Per quanto rappresenta una situazione alquanto rara, anche il tetto – come qualsiasi parte comune – può essere di proprietà esclusiva di un singolo condomino. Innanzitutto, l'art. 1117 c.c. espressamente prevede che un titolo contrario possa attribuire la proprietà di una «parte» ad uno specifico partecipante (ancorchè la medesima sia contemplata nell'elenco riportato in tale norma) (Cass. civ., sez. II, 4 agosto 2015, n. 16367). Con tale termine si intende un accordo, contenuto in un documento, avente pacifica natura contrattuale, cioè approvato dall'unanimità dei consensi degli aventi diritto (tutti i condomini), in naturale ed ovvia conseguenza della stipulazione di un negozio che ha come finalità e contenuto quello di determinare effetti immobiliari. E' opinione pacifica che tale titolo contrario può essere contenuto:
Oltre a ciò, è necessario che l'accordo contrario contenga una clausola che espressamente e inequivocabilmente dichiari non comune tale parte dell'edificio. Considerando l'aspetto temporale, è prassi che il titolo contrario sia stipulato (approvato e sottoscritto) all'atto dellac.d. costituzione del condominio (cioè, contemporaneamente alla prima vendita), potendo, in tal modo, essere facilmente assentito da tutti i condomini. Come detto, il «titolo contrario» potrebbe anche essere stipulato successivamente, ma, a prescindere dall'unanimità che non può che essere sempre richiesta, gli effetti sarebbero diversi.
· · · · · · ·
Elenco attività:
A. Elenca, nell'ordine in cui compaiono, tutti i contenuti racchiusi tra parentesi tonde nel testo sulla proprietà del tetto condominiale.
B. Prosegui il testo sulla proprietà del tetto condominiale a partire dalla frase che termina con «gli effetti sarebbero diversi.»
I record qui sotto non hanno alcun legame con il testo sulla proprietà del tetto condominiale.

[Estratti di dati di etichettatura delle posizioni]
· · · · · · ·
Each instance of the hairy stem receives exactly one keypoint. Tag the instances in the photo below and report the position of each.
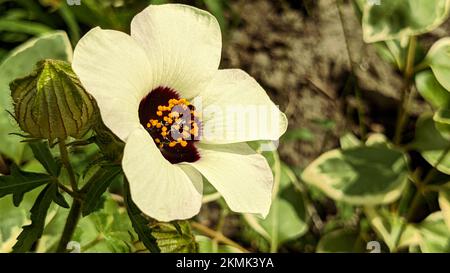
(406, 94)
(358, 95)
(71, 224)
(67, 165)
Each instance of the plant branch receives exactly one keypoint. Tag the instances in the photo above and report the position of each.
(67, 165)
(358, 95)
(71, 224)
(406, 95)
(218, 236)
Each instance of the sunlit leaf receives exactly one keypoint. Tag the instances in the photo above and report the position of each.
(141, 224)
(206, 245)
(20, 182)
(31, 233)
(97, 185)
(438, 58)
(435, 234)
(431, 90)
(444, 203)
(340, 241)
(42, 153)
(362, 175)
(397, 19)
(174, 237)
(431, 144)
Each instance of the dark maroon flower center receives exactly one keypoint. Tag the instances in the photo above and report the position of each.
(173, 123)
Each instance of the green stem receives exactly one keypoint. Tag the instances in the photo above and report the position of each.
(406, 94)
(93, 243)
(71, 224)
(67, 165)
(217, 236)
(3, 167)
(434, 171)
(358, 95)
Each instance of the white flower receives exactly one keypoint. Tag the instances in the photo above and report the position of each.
(144, 81)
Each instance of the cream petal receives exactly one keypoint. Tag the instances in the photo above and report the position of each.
(114, 69)
(183, 43)
(237, 109)
(161, 190)
(242, 176)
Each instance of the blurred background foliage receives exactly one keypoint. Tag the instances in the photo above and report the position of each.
(311, 58)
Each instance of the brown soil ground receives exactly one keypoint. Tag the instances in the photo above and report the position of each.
(300, 57)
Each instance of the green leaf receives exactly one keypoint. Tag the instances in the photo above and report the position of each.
(340, 241)
(33, 232)
(97, 185)
(60, 200)
(435, 234)
(394, 230)
(216, 7)
(20, 62)
(141, 224)
(431, 90)
(302, 134)
(438, 58)
(431, 144)
(442, 122)
(444, 203)
(23, 27)
(41, 152)
(19, 183)
(107, 230)
(12, 219)
(174, 237)
(287, 218)
(377, 139)
(349, 140)
(361, 175)
(397, 19)
(206, 245)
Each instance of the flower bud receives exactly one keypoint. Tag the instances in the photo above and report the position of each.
(51, 103)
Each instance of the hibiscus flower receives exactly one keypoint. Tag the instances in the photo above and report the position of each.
(181, 118)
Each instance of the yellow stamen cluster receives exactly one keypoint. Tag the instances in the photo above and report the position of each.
(176, 123)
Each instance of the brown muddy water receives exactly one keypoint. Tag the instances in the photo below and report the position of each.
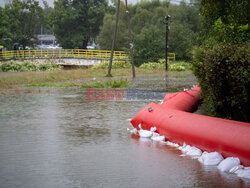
(54, 137)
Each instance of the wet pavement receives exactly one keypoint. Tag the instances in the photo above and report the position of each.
(54, 137)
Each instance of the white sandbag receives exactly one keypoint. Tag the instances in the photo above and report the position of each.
(235, 169)
(193, 151)
(213, 158)
(185, 148)
(145, 133)
(228, 163)
(153, 129)
(244, 173)
(133, 131)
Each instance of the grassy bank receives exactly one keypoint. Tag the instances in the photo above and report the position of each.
(75, 77)
(61, 78)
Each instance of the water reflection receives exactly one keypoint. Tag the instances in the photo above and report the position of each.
(56, 138)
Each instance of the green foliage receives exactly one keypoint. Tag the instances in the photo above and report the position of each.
(178, 66)
(231, 12)
(223, 75)
(103, 84)
(76, 22)
(149, 46)
(15, 66)
(105, 36)
(221, 63)
(148, 30)
(4, 31)
(115, 65)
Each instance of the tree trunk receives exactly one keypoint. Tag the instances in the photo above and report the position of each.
(130, 41)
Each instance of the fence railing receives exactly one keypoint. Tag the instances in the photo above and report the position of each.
(171, 56)
(60, 53)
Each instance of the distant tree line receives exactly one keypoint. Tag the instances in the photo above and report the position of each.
(149, 30)
(221, 62)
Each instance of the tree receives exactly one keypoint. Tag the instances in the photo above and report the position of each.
(4, 30)
(105, 37)
(77, 21)
(146, 17)
(24, 17)
(221, 62)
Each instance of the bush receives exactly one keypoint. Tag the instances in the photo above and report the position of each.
(115, 65)
(223, 75)
(160, 65)
(16, 66)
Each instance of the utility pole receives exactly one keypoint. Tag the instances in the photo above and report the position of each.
(114, 38)
(130, 41)
(166, 21)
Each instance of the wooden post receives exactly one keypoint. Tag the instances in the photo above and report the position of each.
(114, 38)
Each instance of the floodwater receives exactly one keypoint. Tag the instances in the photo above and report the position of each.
(54, 137)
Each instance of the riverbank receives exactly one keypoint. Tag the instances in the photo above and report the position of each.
(74, 77)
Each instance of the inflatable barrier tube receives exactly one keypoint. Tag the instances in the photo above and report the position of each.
(173, 120)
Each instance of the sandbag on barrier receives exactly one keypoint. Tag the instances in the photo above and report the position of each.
(173, 120)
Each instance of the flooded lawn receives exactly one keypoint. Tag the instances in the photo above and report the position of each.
(54, 137)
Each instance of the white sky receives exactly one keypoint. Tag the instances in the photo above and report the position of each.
(50, 2)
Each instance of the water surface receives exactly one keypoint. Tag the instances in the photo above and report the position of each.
(54, 137)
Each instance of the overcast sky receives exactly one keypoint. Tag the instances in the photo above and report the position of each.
(50, 2)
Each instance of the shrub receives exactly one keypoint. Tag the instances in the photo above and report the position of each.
(115, 65)
(223, 75)
(16, 66)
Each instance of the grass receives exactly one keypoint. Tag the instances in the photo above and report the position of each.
(103, 84)
(72, 78)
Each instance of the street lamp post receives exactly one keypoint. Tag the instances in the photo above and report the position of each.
· · · · · · ·
Risultati:
A.
1. ancorchè la medesima sia contemplata nell'elenco riportato in tale norma
2. Cass. civ., sez. II, 4 agosto 2015, n. 16367
3. tutti i condomini
4. approvato e sottoscritto
5. cioè, contemporaneamente alla prima vendita

B.
Con riferimento a tale fenomeno, la giurisprudenza afferma che per stabilire se sussista un titolo contrario alla presunzione di proprietà comune, bisogna far riferimento all'atto costitutivo del condominio, cioè al primo atto di trasferimento di un'unità immobiliare dall'originario unico proprietario a un altro soggetto, atto che, essendo fonte comune dei rispettivi diritti delle parti, ne determina l'estensione e i limiti; cosicché, ove in tale atto un bene, rientrante per legge fra quelli di proprietà comune, venga attribuito con univoca e chiara manifestazione di volontà, a uno dei contraenti, la presunzione di comunione viene definitivamente meno. In conclusione, qualora nello specifico edificio sia presente un «titolo contrario» che attribuisce la proprietà della struttura di copertura (nonostante l'utilità generale fornita a tutti i condomini) ad un singolo partecipante, il tetto non farà più parte del patrimonio condominiale ed i conseguenti onori ed oneri saranno ad appannaggio del (solo) relativo titolare esclusivo.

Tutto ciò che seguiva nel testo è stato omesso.